— Start of DATA PROVIDED —
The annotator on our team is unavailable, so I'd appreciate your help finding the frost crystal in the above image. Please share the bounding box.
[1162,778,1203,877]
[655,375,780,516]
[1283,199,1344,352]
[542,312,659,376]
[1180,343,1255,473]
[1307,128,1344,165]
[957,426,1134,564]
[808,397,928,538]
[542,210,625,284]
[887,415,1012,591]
— End of DATA PROVIDED —
Convert the listing above into a JSON list of strings, one string per line, omitting any blank lines.

[
  "The annotator on our team is unavailable, so I'd appreciate your help finding the frost crystal in the above image. Please share the bounding box.",
  "[1162,778,1203,877]",
  "[655,375,780,516]",
  "[1283,199,1344,352]",
  "[542,312,659,376]",
  "[1180,343,1255,473]",
  "[1307,128,1344,165]",
  "[957,426,1134,564]",
  "[808,397,928,538]",
  "[542,210,625,284]",
  "[887,415,1012,591]"
]